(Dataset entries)

---+---

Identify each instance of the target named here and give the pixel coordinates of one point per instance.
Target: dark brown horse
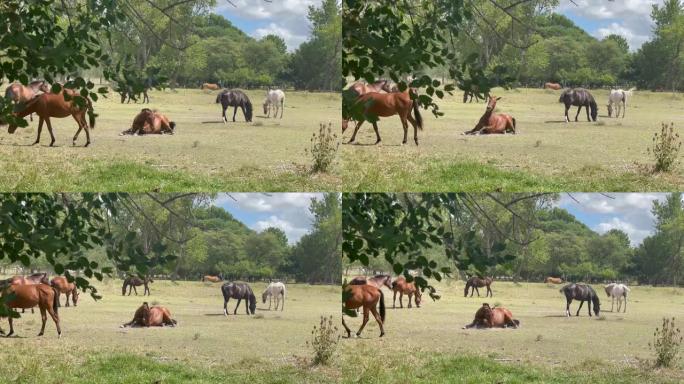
(488, 317)
(62, 285)
(475, 283)
(492, 122)
(50, 105)
(156, 316)
(132, 282)
(21, 94)
(368, 297)
(385, 105)
(28, 296)
(150, 122)
(401, 286)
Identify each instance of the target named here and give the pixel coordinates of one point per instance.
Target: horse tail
(382, 306)
(416, 112)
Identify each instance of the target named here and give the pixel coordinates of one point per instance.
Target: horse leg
(377, 133)
(40, 128)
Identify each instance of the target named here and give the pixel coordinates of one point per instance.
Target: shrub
(323, 148)
(324, 340)
(666, 342)
(666, 147)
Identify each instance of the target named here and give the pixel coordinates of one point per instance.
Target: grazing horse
(28, 296)
(368, 297)
(378, 281)
(150, 122)
(579, 97)
(238, 291)
(403, 287)
(210, 86)
(616, 97)
(554, 86)
(49, 105)
(491, 122)
(21, 94)
(146, 316)
(235, 98)
(476, 282)
(276, 290)
(131, 282)
(618, 291)
(275, 98)
(62, 285)
(212, 278)
(385, 105)
(488, 317)
(581, 292)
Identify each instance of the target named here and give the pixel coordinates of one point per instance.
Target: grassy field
(205, 346)
(546, 155)
(428, 344)
(203, 155)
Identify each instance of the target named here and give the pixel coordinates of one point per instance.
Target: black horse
(133, 281)
(238, 291)
(579, 97)
(235, 98)
(581, 292)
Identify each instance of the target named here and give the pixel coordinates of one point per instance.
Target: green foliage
(665, 148)
(324, 148)
(324, 340)
(666, 343)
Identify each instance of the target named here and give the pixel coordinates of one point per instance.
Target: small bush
(666, 147)
(666, 342)
(324, 147)
(324, 340)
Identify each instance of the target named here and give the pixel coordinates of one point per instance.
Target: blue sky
(259, 211)
(600, 18)
(629, 212)
(258, 18)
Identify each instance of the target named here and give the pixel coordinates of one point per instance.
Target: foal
(491, 122)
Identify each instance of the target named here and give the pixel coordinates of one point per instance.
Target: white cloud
(286, 18)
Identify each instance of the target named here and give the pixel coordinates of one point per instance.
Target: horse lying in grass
(146, 316)
(150, 122)
(492, 122)
(28, 296)
(497, 317)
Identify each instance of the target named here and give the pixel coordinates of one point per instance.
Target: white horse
(276, 290)
(619, 291)
(617, 97)
(275, 98)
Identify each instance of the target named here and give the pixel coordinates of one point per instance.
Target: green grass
(203, 155)
(429, 345)
(269, 347)
(546, 155)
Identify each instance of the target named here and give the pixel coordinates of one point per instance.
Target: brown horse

---+---

TASK -
Your task is to reproduce exactly the lines that begin with the one containing "Target: green grass" and continue to the end of the data, both ends included.

SOLUTION TO THIS EXERCISE -
Target: green grass
(203, 155)
(429, 345)
(269, 347)
(546, 155)
Identify each instance of the target named here and give the pixel coordinates of one point per instance.
Target: brown horse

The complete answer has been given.